**TASK DESCRIPTION**
Can you write out everything from the first line down to the line containing "positive clicks: (318, 113)", with "rough mask" changed to "coarse mask" and nothing else altered?

**SUPPLIED INFORMATION**
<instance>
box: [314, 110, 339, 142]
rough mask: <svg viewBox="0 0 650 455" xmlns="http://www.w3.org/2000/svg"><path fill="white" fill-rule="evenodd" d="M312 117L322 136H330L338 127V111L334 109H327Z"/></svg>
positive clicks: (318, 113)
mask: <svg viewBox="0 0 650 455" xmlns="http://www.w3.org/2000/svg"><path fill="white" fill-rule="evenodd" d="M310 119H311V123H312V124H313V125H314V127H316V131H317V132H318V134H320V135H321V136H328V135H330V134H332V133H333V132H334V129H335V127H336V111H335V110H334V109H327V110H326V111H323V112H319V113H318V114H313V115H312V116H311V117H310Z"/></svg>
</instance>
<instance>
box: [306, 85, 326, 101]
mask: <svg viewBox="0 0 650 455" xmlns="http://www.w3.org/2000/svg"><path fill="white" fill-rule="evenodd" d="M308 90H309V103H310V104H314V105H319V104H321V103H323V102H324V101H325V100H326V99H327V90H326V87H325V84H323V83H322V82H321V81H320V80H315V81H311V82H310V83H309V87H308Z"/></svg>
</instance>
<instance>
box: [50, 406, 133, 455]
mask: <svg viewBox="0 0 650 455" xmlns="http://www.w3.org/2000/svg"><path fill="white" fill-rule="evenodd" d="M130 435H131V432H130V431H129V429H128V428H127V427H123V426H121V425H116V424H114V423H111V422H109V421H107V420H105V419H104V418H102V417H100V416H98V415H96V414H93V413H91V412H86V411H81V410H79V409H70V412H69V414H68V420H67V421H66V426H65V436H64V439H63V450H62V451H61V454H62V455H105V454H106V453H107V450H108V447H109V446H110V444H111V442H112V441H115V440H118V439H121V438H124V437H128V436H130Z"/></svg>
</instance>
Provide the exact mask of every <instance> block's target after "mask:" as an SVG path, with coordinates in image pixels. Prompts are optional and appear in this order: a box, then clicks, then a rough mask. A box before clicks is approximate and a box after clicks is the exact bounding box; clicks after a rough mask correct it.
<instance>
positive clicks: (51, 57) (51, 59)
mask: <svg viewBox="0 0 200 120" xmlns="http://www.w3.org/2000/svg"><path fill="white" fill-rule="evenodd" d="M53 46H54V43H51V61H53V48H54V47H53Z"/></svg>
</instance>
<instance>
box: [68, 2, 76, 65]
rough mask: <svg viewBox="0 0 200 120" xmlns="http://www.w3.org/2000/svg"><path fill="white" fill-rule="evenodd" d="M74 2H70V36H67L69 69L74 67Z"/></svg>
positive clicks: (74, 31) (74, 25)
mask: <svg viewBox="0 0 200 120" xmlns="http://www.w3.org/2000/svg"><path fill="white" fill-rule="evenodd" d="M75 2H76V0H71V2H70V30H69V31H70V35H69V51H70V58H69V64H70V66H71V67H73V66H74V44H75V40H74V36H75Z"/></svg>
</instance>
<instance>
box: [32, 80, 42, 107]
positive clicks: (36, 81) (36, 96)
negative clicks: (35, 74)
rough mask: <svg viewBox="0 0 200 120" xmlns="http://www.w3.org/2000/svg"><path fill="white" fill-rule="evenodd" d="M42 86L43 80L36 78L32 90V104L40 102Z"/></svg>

**TASK OUTPUT**
<instance>
box: [314, 110, 339, 142]
coarse mask: <svg viewBox="0 0 650 455" xmlns="http://www.w3.org/2000/svg"><path fill="white" fill-rule="evenodd" d="M312 117L322 136H330L338 127V111L334 109H327Z"/></svg>
positive clicks: (318, 113)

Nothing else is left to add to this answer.